## Listed entries
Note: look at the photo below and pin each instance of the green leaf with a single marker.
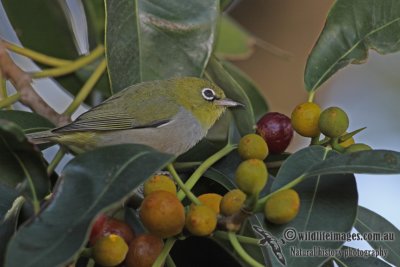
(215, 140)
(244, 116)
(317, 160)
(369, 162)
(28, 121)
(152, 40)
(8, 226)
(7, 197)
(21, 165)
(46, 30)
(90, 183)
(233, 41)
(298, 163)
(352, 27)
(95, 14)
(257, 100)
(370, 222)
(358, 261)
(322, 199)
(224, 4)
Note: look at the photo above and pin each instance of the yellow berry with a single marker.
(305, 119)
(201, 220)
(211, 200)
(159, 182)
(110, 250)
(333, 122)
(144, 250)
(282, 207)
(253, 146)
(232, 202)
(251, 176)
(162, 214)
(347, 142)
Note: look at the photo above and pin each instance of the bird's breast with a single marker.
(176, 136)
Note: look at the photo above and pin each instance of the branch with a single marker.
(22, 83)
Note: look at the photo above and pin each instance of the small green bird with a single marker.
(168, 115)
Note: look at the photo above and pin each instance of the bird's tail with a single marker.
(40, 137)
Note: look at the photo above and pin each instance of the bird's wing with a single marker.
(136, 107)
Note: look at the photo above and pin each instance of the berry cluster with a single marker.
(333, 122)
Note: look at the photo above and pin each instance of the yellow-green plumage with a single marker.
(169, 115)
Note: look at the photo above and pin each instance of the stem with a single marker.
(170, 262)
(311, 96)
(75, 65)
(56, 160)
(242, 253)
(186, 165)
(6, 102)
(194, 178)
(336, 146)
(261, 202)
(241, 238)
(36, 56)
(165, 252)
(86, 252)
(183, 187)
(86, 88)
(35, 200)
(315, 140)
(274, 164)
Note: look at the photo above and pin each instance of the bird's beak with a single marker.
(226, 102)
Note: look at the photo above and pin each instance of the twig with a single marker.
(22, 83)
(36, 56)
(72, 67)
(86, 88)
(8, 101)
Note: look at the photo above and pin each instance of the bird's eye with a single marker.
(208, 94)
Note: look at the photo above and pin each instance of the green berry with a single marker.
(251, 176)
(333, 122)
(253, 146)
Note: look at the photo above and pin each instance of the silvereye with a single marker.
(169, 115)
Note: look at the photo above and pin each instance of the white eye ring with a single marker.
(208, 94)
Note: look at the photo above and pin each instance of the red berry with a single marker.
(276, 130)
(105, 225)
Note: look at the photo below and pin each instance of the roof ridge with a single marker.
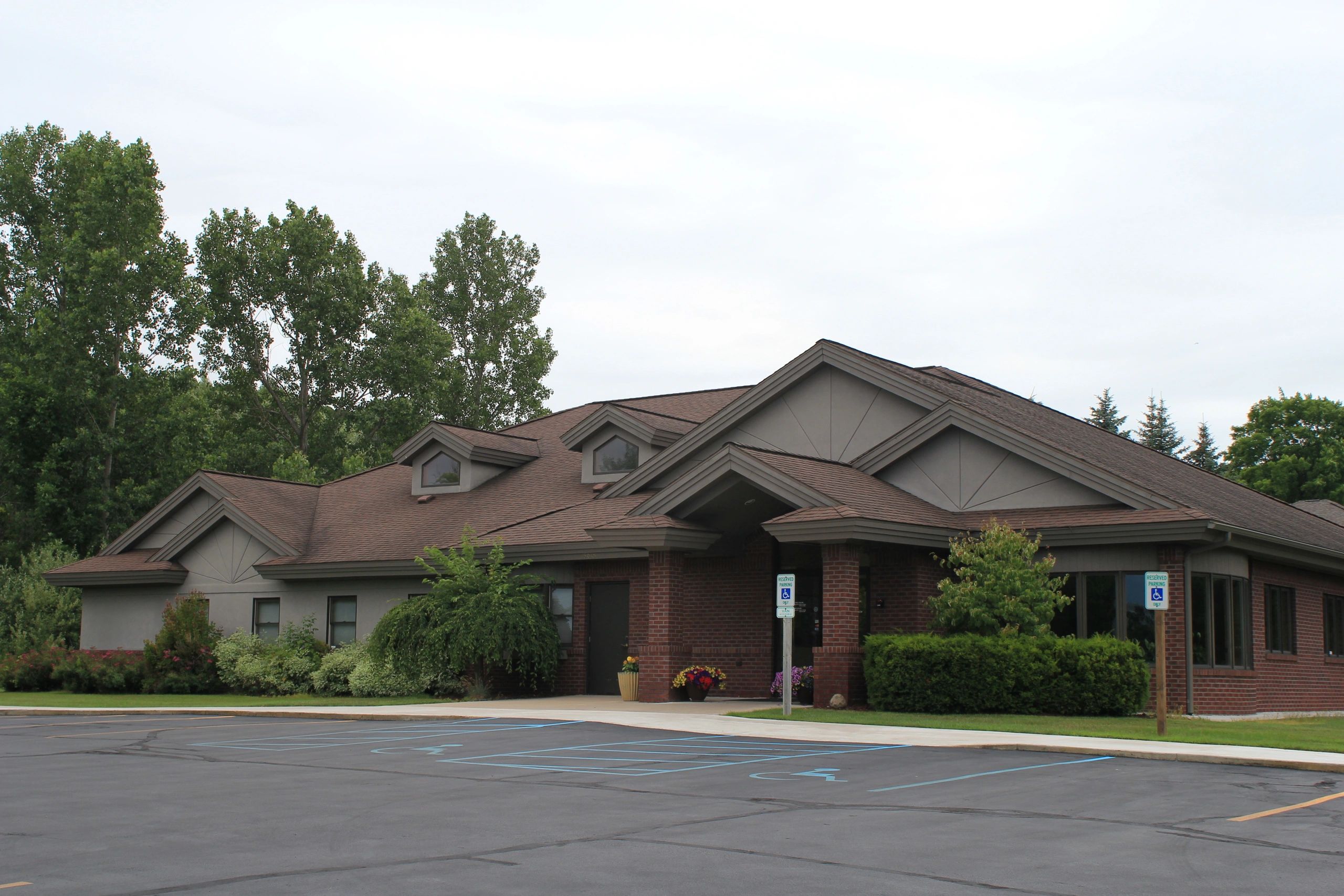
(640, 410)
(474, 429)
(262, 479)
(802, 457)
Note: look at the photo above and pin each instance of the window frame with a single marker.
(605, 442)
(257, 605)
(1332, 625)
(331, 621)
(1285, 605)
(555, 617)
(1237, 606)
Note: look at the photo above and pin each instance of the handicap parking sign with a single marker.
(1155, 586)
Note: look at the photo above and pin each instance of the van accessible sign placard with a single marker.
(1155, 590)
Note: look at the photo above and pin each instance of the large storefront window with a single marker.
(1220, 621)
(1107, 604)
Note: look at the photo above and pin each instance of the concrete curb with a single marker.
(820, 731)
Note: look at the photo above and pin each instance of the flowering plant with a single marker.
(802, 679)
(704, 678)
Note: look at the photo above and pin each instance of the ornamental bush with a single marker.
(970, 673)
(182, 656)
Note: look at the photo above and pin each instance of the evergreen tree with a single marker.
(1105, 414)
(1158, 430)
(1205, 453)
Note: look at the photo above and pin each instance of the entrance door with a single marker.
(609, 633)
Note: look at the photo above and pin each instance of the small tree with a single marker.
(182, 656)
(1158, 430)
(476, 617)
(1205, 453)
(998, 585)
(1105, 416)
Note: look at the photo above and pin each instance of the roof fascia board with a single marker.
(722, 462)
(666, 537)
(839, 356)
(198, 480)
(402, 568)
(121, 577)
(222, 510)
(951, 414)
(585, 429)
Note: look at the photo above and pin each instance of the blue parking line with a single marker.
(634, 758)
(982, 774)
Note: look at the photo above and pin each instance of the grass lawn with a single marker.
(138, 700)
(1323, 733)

## Exercise details
Your response should reproduce the entire listing verbatim, minus the pictures.

## Answer to this exercise
Note: look at the photo below and pin each instance of the green leaf with a single marker.
(215, 140)
(244, 116)
(317, 160)
(369, 162)
(28, 121)
(152, 40)
(8, 226)
(7, 197)
(21, 165)
(46, 30)
(90, 183)
(233, 41)
(298, 163)
(352, 27)
(95, 14)
(257, 100)
(370, 222)
(358, 261)
(322, 199)
(224, 4)
Note: look at the photo above and pin each instance of the yellow berry with a single marker.
(305, 119)
(201, 220)
(211, 200)
(159, 182)
(110, 250)
(333, 122)
(144, 250)
(282, 207)
(253, 146)
(232, 202)
(251, 176)
(162, 214)
(347, 142)
Note: look at the photo above and pin each instance of the bird's breast with a single marker.
(176, 136)
Note: look at the photo above and pin each instance of the branch with a single marker.
(22, 83)
Note: look at the photo above and pin each instance of the small green bird with a single marker.
(168, 115)
Note: look at the photo above and pin each instance of the bird's tail with a single marker.
(40, 137)
Note: look at the photo above and pin each instance of the bird's wing with a single marker.
(136, 107)
Note: look at the photo above and pin each instance of the berry cluster with a single marker.
(333, 122)
Note: look at the photo above and pin each instance of the yellow-green plumage with a single marker.
(169, 115)
Note: look at the photo above and pin each instance of the stem with a single marker.
(170, 262)
(311, 96)
(75, 65)
(56, 160)
(242, 253)
(186, 165)
(6, 102)
(194, 178)
(336, 146)
(261, 202)
(241, 238)
(36, 56)
(165, 252)
(86, 252)
(183, 187)
(86, 88)
(35, 200)
(315, 140)
(274, 164)
Note: look at the photo above and pin each instance of the bird's beak with a single marker.
(226, 102)
Note: look at the photo above and pin each instance of the twig with a single marker.
(22, 83)
(36, 56)
(72, 67)
(86, 88)
(8, 101)
Note: look at the photo above and pin each instance of the bird's eye with a single marker.
(208, 94)
Note: look at the photo above and pin each instance of the green berry with a single marker.
(251, 176)
(333, 122)
(253, 146)
Note: look at the photo above and pin each instance of the silvereye with a single marker.
(169, 115)
Note: look at the photo above and pin each instance of the white eye ring with a single marker.
(208, 94)
Note: look at the photo above and pin each instance of the red berry with a single marker.
(276, 130)
(105, 225)
Note: look at the photo below and pin each instance of the roof ridge with a single marker.
(640, 410)
(474, 429)
(262, 479)
(802, 457)
Note: look at the photo above and pin each instance of the window frame with a single marker.
(605, 442)
(257, 605)
(1332, 625)
(331, 621)
(1285, 605)
(555, 617)
(1237, 606)
Note: look at the photo above and pin each instance of the handicap parking sign with a single marker.
(1155, 586)
Note: look at the photo above and pin each instance of the van accessible sign placard with a single marker.
(1155, 590)
Note: look at the photo above and pin each instance of the large storefront window with a single marker.
(1220, 621)
(1107, 604)
Note: look at the photo above and pin each instance of the concrete curb with a single marker.
(820, 731)
Note: look at the photo above and pin each instance of the flowering plant with a single marker.
(802, 679)
(704, 678)
Note: look at the photo above and pin each instance of the ornamental bush with a single marker.
(970, 673)
(182, 656)
Note: look at the photo above and pin each instance of the evergreen tree with a single marker.
(1105, 414)
(1158, 430)
(1205, 453)
Note: look at the photo above and pin each instance of the entrance door with a single marker.
(609, 633)
Note: look at the photo above and pin each instance of the small tree with a single marker.
(182, 656)
(1158, 430)
(476, 617)
(1205, 453)
(998, 585)
(1105, 416)
Note: look at the photo above and pin each instance of the roof fascia board with a single marker.
(722, 462)
(666, 537)
(839, 356)
(198, 480)
(402, 568)
(121, 577)
(222, 510)
(951, 414)
(585, 429)
Note: look at the photo above and pin each instance of the blue parking line with a single marker.
(634, 758)
(982, 774)
Note: look at the photo above and pin each instance of the grass lawn with a single marker.
(138, 700)
(1323, 733)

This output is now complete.